Directions —
Quote all lines below exactly. Images stay out.

▼▼▼

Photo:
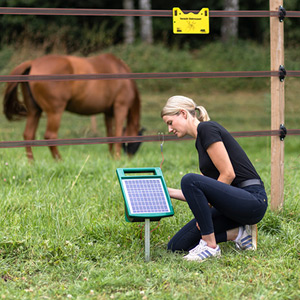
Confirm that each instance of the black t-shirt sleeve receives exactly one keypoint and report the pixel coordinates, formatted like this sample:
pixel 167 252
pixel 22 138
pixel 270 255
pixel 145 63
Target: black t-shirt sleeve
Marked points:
pixel 208 134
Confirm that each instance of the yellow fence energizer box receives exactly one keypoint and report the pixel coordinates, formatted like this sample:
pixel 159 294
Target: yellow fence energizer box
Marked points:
pixel 190 23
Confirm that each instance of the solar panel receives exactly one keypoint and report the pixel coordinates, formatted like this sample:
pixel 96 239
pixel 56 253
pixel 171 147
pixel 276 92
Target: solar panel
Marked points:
pixel 145 195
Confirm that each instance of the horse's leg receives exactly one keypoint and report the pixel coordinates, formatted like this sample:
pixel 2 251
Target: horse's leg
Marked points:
pixel 120 115
pixel 53 122
pixel 30 130
pixel 109 129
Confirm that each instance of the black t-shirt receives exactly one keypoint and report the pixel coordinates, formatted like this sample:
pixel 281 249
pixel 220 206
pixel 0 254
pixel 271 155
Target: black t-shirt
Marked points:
pixel 211 132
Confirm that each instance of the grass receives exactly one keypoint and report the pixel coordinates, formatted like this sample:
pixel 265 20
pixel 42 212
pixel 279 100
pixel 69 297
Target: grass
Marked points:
pixel 62 227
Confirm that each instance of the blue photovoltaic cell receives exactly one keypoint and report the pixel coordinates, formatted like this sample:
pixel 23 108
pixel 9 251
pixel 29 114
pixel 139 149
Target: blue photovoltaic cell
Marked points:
pixel 145 196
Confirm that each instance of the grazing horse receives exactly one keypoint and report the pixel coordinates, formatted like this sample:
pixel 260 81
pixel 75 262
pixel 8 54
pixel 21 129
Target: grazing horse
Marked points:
pixel 118 99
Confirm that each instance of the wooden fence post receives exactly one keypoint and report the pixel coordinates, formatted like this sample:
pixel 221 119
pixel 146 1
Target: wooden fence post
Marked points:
pixel 277 108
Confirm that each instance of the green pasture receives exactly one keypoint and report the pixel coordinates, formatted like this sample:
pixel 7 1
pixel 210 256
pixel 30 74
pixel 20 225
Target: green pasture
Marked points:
pixel 63 234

▲▲▲

Answer —
Photo:
Confirm that each instance of the black t-shirt sleeve receives exactly one keypoint and report the pixel coordinates, formatted like this sample:
pixel 167 252
pixel 22 138
pixel 270 255
pixel 145 63
Target: black t-shirt sleeve
Marked points:
pixel 208 134
Confirm that each instance of the yellow fence energizer box receives exactly one keypoint and report the pixel coordinates, formatted like this sample:
pixel 159 294
Target: yellow fence energizer box
Marked points:
pixel 190 23
Confirm that each instance of the solar panel receives exactly one keypoint and report the pixel coordinates, formatted like this sample:
pixel 96 239
pixel 56 253
pixel 171 147
pixel 276 92
Target: solar panel
Marked points:
pixel 145 195
Confirm that each instance of the horse's leg receives exactly one keypoint and report the pixel coordinates, formatted like this sample:
pixel 2 251
Target: horse's leg
Marked points:
pixel 120 115
pixel 53 122
pixel 30 130
pixel 109 129
Confirm that each instance of the black t-shirt receives exactly one keypoint and report the pixel coordinates, formatted like this sample:
pixel 281 249
pixel 220 206
pixel 0 254
pixel 271 155
Target: black t-shirt
Marked points:
pixel 211 132
Confirm that each instance of the grass receives exactly one keypoint and report the pixel coordinates, formatted like this sample:
pixel 265 20
pixel 42 212
pixel 279 100
pixel 69 297
Target: grass
Marked points:
pixel 62 227
Confirm that each instance of the blue photovoltaic cell receives exactly one keypoint and report the pixel coordinates, formatted like this sample:
pixel 23 108
pixel 9 251
pixel 29 114
pixel 139 149
Target: blue photovoltaic cell
Marked points:
pixel 145 196
Confirm that each instance of the grazing horse receives exactly one keypoint and report the pixel coordinates, formatted like this sample:
pixel 260 81
pixel 75 262
pixel 8 54
pixel 21 129
Target: grazing horse
Marked points:
pixel 118 99
Confirm that each instance of the wooden fence post receives exactly one keypoint and report the pixel coordinates, formatted like this sample:
pixel 221 119
pixel 146 1
Target: wooden fence post
Marked points:
pixel 277 108
Confirm that each instance of the green pasture receives exactly one keypoint and report the pixel coordinates, formatted like this sample:
pixel 7 1
pixel 210 256
pixel 30 74
pixel 20 225
Target: green pasture
Marked points:
pixel 63 234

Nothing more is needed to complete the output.